[BEGIN]

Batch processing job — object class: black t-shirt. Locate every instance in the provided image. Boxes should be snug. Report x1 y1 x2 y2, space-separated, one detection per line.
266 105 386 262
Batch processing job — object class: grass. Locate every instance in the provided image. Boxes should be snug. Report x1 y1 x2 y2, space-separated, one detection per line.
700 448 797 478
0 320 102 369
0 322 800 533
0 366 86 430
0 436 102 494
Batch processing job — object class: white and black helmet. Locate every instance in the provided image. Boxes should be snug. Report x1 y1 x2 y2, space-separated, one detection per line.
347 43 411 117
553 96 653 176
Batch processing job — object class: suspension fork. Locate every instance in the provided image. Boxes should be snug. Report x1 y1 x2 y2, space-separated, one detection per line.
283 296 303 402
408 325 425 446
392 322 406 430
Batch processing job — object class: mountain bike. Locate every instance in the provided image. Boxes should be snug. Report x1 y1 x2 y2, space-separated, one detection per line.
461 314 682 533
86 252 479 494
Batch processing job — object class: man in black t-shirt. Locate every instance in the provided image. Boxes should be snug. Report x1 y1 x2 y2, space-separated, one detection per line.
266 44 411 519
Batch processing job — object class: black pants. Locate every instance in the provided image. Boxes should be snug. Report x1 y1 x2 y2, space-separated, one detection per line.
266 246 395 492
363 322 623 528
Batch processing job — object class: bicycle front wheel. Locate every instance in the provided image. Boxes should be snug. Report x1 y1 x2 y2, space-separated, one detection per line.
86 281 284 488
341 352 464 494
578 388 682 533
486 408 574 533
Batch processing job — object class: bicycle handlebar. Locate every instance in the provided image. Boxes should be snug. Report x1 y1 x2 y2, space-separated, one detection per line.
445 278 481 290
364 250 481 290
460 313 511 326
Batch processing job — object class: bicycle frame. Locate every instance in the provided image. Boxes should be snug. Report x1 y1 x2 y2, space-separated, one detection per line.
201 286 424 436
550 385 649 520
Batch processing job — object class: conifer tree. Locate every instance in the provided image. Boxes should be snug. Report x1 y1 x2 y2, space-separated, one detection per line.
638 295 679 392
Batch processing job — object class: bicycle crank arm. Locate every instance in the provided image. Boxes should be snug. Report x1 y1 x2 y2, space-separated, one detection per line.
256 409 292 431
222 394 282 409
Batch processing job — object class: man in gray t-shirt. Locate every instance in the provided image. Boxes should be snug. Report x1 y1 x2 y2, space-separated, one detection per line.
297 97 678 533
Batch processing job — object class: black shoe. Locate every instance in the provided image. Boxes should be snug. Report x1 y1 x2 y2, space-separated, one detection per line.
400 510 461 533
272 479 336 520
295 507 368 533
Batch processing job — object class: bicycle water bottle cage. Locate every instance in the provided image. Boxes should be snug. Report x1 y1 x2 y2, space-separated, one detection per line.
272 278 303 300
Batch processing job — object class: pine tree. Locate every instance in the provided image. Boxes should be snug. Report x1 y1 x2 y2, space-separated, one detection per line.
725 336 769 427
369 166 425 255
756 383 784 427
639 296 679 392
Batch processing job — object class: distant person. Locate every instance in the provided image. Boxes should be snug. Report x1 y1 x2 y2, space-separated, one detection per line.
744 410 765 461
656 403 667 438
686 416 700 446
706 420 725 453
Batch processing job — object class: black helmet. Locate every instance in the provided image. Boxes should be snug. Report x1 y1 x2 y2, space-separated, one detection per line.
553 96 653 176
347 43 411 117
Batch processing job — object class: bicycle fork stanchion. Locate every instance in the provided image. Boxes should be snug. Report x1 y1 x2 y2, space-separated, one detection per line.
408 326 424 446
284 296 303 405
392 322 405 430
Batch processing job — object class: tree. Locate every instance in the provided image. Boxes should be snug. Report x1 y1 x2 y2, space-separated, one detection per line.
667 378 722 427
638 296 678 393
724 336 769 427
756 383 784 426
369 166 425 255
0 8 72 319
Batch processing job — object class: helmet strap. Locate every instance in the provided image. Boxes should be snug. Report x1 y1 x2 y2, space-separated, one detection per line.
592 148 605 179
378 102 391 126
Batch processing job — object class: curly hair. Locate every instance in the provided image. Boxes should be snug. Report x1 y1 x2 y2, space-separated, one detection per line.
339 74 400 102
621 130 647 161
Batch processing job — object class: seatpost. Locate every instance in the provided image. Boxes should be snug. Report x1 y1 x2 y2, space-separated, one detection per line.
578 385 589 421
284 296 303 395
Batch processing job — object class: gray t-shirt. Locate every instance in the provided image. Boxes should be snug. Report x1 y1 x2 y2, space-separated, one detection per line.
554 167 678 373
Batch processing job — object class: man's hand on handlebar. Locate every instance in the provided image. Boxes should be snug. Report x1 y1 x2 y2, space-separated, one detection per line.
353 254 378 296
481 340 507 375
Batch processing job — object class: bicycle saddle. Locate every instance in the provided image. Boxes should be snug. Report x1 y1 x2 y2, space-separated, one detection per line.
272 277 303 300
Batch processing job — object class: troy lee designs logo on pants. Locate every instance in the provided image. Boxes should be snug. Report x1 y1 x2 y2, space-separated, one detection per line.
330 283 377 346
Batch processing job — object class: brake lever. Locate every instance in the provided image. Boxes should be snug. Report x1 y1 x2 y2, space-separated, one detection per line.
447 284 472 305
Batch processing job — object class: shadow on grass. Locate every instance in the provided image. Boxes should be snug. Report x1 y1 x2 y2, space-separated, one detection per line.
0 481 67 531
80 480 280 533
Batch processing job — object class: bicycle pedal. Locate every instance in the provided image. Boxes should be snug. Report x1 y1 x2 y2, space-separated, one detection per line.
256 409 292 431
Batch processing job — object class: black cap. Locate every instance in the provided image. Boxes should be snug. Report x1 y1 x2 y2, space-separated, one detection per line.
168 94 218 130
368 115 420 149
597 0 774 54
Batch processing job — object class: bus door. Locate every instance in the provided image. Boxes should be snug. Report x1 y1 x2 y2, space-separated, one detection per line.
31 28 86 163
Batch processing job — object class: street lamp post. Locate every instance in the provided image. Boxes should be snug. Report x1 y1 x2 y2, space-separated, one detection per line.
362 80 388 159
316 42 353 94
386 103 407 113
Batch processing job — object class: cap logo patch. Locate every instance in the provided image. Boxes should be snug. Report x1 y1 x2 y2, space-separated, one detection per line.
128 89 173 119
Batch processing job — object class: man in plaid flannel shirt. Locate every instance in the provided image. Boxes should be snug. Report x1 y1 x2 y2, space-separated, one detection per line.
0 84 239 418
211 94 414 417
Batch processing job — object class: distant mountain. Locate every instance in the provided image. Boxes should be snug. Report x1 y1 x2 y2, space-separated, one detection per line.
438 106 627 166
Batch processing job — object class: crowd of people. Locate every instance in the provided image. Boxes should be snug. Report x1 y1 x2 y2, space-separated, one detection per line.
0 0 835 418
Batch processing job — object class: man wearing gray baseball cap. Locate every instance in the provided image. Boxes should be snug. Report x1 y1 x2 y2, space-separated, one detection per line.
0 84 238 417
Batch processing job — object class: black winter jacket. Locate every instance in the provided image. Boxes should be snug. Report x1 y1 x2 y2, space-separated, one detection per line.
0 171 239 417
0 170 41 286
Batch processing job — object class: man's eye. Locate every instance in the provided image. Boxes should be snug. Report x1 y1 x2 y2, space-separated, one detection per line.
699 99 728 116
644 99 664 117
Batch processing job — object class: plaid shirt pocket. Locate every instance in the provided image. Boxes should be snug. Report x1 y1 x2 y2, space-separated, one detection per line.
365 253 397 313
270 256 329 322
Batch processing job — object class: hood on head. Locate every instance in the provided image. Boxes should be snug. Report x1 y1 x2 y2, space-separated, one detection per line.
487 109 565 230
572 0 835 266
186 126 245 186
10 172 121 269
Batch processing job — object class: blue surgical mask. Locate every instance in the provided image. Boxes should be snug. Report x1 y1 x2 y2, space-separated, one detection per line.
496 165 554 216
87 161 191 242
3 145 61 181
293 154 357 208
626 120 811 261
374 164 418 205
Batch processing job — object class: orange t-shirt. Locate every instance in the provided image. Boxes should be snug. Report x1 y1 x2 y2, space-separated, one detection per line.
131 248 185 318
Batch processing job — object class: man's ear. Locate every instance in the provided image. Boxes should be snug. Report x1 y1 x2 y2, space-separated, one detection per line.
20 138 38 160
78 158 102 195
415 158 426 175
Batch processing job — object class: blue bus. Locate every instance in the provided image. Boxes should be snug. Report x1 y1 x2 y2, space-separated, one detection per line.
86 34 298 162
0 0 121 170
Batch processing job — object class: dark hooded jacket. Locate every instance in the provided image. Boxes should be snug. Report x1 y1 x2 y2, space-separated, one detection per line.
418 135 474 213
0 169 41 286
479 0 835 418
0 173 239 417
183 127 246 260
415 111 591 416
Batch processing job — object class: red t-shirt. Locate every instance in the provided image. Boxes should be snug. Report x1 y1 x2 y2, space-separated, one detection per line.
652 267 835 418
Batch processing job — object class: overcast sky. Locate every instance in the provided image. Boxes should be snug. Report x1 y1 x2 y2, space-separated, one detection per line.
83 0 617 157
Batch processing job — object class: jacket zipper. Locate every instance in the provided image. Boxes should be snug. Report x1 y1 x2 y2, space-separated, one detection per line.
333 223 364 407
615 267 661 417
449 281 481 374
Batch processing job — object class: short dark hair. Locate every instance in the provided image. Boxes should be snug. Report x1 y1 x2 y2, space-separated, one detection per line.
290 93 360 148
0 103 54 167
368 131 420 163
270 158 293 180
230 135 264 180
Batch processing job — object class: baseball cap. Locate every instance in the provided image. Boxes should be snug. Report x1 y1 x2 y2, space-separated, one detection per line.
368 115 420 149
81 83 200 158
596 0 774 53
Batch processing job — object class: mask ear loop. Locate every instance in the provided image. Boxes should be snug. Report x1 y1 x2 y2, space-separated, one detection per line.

[END]

Task brief :: Begin at the first of the entries above and stop after the line containing "363 322 623 528", replacing each "snug" with "tight" and leaving everything else unchanged.

Correct answer ::
Batch processing job — object class: black t-shirt. Locate every instance in the provided image. Boxes should be tight. Report x1 y1 x2 y2, space-separated, one detection per line.
266 105 386 262
Batch processing job — object class: grass. Locate every instance in the provided image. Boxes should be tight. Report x1 y1 x2 y2, space-separated, one detection per line.
700 448 797 478
0 320 102 369
0 322 800 533
0 366 86 430
0 436 102 494
Batch processing job — object class: white and black helmet. Locate every instance in the provided image. Boxes should be tight. Report x1 y1 x2 y2, space-separated, one detection per line.
347 43 411 117
553 96 653 176
Batch processing job — object class: suspension fork. Locate every instance in the provided image. Boxes should be tight. Report x1 y1 x2 y2, space-separated, one detection per line.
283 296 303 402
408 325 425 446
392 322 406 430
Batch processing job — object class: mountain bike. Locate every instance in the provided image. Boxes should be tight. Report x1 y1 x2 y2, space-separated, one detection per line.
461 314 682 533
86 252 479 494
Batch processing job — object class: man in black t-shirt. Locate every instance in the provided image. Boxes should be tight. Report x1 y1 x2 y2, space-separated, one detection per line.
266 44 411 519
Batch processing job — object class: black pants. Locate every instance in the provided image. Boxes should be tight. Report x1 y1 x2 y2, space-separated, one detection per line.
266 246 395 492
363 322 623 528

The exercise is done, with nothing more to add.